Count the lines in the records below that contain the string "target", and reply with only that number.

◆ ◆ ◆ ◆ ◆

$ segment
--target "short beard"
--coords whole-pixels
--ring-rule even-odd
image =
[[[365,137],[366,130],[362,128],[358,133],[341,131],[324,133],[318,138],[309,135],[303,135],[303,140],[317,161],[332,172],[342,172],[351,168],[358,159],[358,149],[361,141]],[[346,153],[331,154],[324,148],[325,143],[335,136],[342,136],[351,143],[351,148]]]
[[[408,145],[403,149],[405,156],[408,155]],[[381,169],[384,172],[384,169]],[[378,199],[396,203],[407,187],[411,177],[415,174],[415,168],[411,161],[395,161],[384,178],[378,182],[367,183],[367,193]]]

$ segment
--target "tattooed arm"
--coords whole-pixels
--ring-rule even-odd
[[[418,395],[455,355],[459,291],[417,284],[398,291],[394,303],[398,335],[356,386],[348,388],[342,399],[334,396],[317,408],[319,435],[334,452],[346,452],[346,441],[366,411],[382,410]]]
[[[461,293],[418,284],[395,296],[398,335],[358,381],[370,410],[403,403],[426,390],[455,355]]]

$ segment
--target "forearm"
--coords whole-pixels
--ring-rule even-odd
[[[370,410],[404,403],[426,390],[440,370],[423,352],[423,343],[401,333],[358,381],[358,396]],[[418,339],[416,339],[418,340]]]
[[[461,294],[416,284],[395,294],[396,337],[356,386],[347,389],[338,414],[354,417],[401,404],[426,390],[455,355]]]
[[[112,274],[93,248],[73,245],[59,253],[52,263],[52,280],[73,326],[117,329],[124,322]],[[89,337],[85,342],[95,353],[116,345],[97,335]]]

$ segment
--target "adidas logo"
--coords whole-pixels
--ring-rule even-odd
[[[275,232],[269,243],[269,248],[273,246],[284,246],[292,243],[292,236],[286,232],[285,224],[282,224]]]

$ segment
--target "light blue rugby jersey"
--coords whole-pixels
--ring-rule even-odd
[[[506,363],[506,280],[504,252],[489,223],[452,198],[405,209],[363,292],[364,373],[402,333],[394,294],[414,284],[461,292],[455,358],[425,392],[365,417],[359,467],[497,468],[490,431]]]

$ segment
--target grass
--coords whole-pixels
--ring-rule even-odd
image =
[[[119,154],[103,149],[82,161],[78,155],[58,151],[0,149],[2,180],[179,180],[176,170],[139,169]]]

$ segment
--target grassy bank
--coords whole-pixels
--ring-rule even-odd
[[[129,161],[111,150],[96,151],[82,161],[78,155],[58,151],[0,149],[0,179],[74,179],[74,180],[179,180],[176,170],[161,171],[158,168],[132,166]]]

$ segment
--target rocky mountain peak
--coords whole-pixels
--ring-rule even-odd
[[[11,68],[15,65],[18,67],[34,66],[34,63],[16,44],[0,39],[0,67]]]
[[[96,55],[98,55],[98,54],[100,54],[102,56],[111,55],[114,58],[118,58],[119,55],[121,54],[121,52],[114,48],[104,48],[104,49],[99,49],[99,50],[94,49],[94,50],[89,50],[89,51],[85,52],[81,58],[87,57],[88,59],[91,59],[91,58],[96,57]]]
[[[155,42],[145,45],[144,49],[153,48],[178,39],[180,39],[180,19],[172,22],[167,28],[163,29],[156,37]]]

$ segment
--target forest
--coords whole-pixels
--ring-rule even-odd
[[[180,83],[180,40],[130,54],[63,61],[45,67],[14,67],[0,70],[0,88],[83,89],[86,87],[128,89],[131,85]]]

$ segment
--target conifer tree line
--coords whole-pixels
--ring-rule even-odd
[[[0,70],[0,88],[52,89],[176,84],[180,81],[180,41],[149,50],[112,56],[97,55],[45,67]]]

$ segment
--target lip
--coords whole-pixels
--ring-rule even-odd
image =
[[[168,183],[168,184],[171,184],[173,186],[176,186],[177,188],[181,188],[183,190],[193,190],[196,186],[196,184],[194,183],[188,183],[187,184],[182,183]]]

◆ ◆ ◆ ◆ ◆

## [EXERCISE OUTPUT]
11